AUD/JPY may be Ready for Next Leg Lower
Joe Perry January 21, 2020 3:19 PM
Later, markets will get their first look at how Australian consumers feel about the US-China trade deal. What is good for China is good for Australia as the economies are inherently tied through China’s demand for Australian goods. The Westpac Consumer Confidence Change for January will be released with -0.4% expected vs -1.9% last. In addition, the Westpac Consumer Confidence Index will be released with and expectation of 94.7 vs 95.1 last. A reading of 92.8 in October 2019 tested lows not seen since 2015. It will be interesting to see if the US-China trade deal increased optimism or if the devastating wildfires will have taken a toll on consumer expectations.
Although not factored into the consumer confidence data for January, one must consider how markets will react to the ongoing Coronavirus, as a small number of cases have been discovered in different counties in Southeast Asia, 1 in Australia, and 1 in the US. The CDC in the United States said they expect to find more cases in the US.
If the consumer confidence data is worse and if the number of cases of Coronavirus continue to rise, what will be the impact on AUD/JPY? The Australian Dollar would likely selloff on bad data and the Japanese Yen will benefit from a flight to safety if more cases of Coronavirus are discovered.
AUD/JPY has already been in a downward sloping channel since early 2018. In August 2019, there was a failed break lower out of the channel that has since formed a rising wedge (which is corrective) back to the top trendline of the channel near 76.65. In addition, this is the 61.8% Fibonacci retracement level of the from the highs in mid-April to the lows on August 23rd. The pair is already down .8% today and is forming a long bearish candle into the bottom trendline of the rising wedge near 75.00. The 200 Day Moving Average also comes across near 74.80.
Source: Tradingview, FOREX.com
If AUD/JPY breaks through the 200 Day Moving Average, there is horizontal support near 74.00. However, the target for a rising wedge is a 100% retracement of the wedge, which can be considered the next level of support down near 70.00. There is a confluence of resistance near the 76.65/77.00 area, which is the previously mentioned 61.8% retracement level, the top trendline of the downward sloping LT channel, and the upper trendline of the rising wedge.
Note that on Thursday Australia will release December Employment data. Expectations are for +16,000 vs a strong print of +39,900 last. This has potential to add more downside risk if the data is weak. If the wedge doesn’t break on the consumer confidence data or the coronavirus news, it may break on the Employment Change.

(Saved entries)

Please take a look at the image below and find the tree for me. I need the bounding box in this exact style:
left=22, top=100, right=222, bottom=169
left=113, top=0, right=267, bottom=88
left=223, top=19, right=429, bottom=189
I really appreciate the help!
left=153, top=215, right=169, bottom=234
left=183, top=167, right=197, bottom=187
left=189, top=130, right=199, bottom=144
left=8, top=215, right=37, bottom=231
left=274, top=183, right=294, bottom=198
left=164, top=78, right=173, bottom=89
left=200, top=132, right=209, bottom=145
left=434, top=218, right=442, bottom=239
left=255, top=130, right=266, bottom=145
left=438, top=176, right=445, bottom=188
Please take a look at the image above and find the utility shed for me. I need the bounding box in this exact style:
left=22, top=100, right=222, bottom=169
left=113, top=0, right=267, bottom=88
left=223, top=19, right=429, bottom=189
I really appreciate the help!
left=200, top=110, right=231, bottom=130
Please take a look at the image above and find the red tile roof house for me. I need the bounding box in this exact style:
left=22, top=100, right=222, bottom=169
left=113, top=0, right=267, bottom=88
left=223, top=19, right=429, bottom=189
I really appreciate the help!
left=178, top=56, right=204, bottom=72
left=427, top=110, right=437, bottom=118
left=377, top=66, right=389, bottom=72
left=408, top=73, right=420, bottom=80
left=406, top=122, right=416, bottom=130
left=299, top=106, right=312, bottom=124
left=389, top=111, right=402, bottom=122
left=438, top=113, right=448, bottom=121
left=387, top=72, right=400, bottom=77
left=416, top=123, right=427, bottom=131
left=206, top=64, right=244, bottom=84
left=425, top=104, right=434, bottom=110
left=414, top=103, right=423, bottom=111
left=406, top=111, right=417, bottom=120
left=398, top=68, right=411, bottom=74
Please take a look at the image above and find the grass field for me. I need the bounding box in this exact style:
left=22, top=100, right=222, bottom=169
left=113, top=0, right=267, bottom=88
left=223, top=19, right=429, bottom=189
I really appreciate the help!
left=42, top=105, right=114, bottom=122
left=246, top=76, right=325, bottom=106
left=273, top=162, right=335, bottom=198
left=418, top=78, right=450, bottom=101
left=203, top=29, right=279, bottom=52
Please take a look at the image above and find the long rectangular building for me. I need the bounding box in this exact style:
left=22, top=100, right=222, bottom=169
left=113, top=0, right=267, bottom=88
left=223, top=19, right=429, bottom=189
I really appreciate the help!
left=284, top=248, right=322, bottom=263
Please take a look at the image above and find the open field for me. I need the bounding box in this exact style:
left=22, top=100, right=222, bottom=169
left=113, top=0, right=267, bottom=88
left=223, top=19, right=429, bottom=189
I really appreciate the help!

# WORK INSTRUCTION 1
From the AUD/JPY article, answer these:
(a) What reading is expected for the Westpac Consumer Confidence Index?
(b) Near what level does the 200 Day Moving Average come across?
(c) What are the expectations for Australia's December Employment data?
# WORK INSTRUCTION 2
Please print the stretch of the AUD/JPY article from "Although not factored" through "Coronavirus are discovered.".

# SOLUTION 1
(a) 94.7
(b) Near 74.80
(c) +16,000

# SOLUTION 2
Although not factored into the consumer confidence data for January, one must consider how markets will react to the ongoing Coronavirus, as a small number of cases have been discovered in different counties in Southeast Asia, 1 in Australia, and 1 in the US. The CDC in the United States said they expect to find more cases in the US.
If the consumer confidence data is worse and if the number of cases of Coronavirus continue to rise, what will be the impact on AUD/JPY? The Australian Dollar would likely selloff on bad data and the Japanese Yen will benefit from a flight to safety if more cases of Coronavirus are discovered.